This is a projection of the data from $p$ dimensions down to $M$ dimensions. The columns of $\boldsymbol{Z}$ are exactly the score vectors $\mathbf{z}_1, \ldots, \mathbf{z}_M$, and they are mutually uncorrelated because the eigenvectors of $\boldsymbol{S}$ are orthogonal.

### `USAarrests` data

- For each of the fifty states in the United States, the data set contains the number of arrests per
100,000 residents for each of three crimes: `Assault`, `Murder`, and `Rape`. We also record `UrbanPop` (the percent of the population in each state living in urban areas).

- The principal component score vectors have length $n = 50$, and the principal component loading vectors have length $p = 4$.

- PCA was performed after standardizing each variable to have mean zero and standard deviation one.

::: {#fig-advertising-pc-1}

<p align="center">
![](ISL_fig_12_1.pdf){width=500px height=550px}
</p>

The blue state names represent the scores for the first two principal components. The orange arrows indicate the first two principal component loading vectors (with axes on the top and right). For example, the loading for `Rape` on the first component is 0.54, and its loading on the second principal component 0.17 [the word Rape is centered at the point (0.54, 0.17)]. This figure is known as a **biplot**, because it displays both the principal component scores and the principal component loadings.

:::

- PCA Loadings:

|          | PC1       | PC2        |
|----------|-----------|------------|
| Murder   | 0.5358995 | -0.4181809 |
| Assault  | 0.5831836 | -0.1879856 |
| UrbanPop | 0.2781909 | 0.8728062  |
| Rape     | 0.5434321 | 0.1673186  |

### PCA find the hyperplane closest to the observations

::: {#fig-advertising-pc-1}

<p align="center">
![](ISL_fig_12_2a.pdf){width=300px height=350px}
![](ISL_fig_12_2b.pdf){width=300px height=350px}
</p>

Ninety observations simulated in three dimensions. The observations are displayed in color for ease of visualization. Left: the first two principal component directions span the plane that best fits the data. The plane is positioned to minimize the sum of squared distances to each point. Right: the first two principal component score vectors give the coordinates of the projection of the 90 observations onto the plane.

:::

- The first principal component loading vector has a very special property: it defines the line in $p$-dimensional space that is **closest** to the $n$ observations (using average squared Euclidean distance as a measure of closeness).

- The notion of principal components as the dimensions that are closest to the $n$ observations extends beyond just the first principal component.

- For instance, the first two principal components of a data set span the plane that is closest to the $n$ observations, in terms of average squared Euclidean distance.

### Scaling

- If the variables are in different units, scaling each to have standard deviation equal to one is recommended.

- If they are in the same units, you might or might not scale the variables.

::: {#fig-usaarrest-scaled-vs-unscaled}

<p align="center">
![](ISL_fig_12_4.pdf){width=600px height=350px}
</p>

Two principal component biplots for the USArrests data.

:::

### Proportion variance explained (PVE)
=====
* Complete the following:
• 1. Answer these questions from the PCA notes above:
(a) How many observations were simulated in three dimensions?
(b) What is the loading of UrbanPop on PC2 in the loadings table?
(c) What scaling is recommended when the variables are in different units?
• 2. Reproduce the section of the PCA notes starting at "This is a projection" and ending at "length $p = 4$.".

* Material shown:
=====
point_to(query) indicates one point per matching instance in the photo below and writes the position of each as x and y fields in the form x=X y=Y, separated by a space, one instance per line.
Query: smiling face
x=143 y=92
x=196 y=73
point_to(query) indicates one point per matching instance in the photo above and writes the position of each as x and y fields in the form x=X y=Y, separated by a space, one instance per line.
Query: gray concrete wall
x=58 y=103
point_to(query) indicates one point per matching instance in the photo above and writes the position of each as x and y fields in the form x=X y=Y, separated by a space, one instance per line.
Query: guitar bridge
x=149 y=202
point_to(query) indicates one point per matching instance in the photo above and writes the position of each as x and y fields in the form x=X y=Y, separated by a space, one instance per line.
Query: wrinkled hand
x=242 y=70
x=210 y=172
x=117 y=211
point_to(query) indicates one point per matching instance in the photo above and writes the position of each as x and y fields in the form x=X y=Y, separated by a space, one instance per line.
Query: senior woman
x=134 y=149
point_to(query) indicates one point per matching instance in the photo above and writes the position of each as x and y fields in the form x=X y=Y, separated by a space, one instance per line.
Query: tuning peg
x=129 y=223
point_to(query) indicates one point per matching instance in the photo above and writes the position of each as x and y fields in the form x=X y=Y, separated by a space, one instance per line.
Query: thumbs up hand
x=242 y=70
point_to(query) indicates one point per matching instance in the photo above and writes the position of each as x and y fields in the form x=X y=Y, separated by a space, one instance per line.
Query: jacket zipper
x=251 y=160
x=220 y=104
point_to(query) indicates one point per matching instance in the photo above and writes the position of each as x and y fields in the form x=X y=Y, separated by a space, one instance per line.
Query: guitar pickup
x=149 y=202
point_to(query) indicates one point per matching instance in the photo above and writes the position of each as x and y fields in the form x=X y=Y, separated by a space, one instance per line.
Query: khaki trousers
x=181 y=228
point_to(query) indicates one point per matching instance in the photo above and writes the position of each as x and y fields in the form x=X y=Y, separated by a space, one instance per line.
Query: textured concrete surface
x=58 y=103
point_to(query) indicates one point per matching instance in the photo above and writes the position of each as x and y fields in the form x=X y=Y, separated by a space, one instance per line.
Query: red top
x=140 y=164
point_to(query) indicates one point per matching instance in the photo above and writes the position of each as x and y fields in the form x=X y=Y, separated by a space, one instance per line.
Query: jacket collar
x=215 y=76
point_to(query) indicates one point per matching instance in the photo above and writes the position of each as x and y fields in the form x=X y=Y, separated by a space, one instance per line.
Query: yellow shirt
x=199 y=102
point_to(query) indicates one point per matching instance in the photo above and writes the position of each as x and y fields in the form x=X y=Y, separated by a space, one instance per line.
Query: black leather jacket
=====
* Responses:
• 1.
(a) Ninety.
(b) 0.8728062.
(c) Scaling each variable to have a standard deviation equal to one.

• 2.
This is a projection of the data from $p$ dimensions down to $M$ dimensions. The columns of $\boldsymbol{Z}$ are exactly the score vectors $\mathbf{z}_1, \ldots, \mathbf{z}_M$, and they are mutually uncorrelated because the eigenvectors of $\boldsymbol{S}$ are orthogonal.

### `USAarrests` data

- For each of the fifty states in the United States, the data set contains the number of arrests per
100,000 residents for each of three crimes: `Assault`, `Murder`, and `Rape`. We also record `UrbanPop` (the percent of the population in each state living in urban areas).

- The principal component score vectors have length $n = 50$, and the principal component loading vectors have length $p = 4$.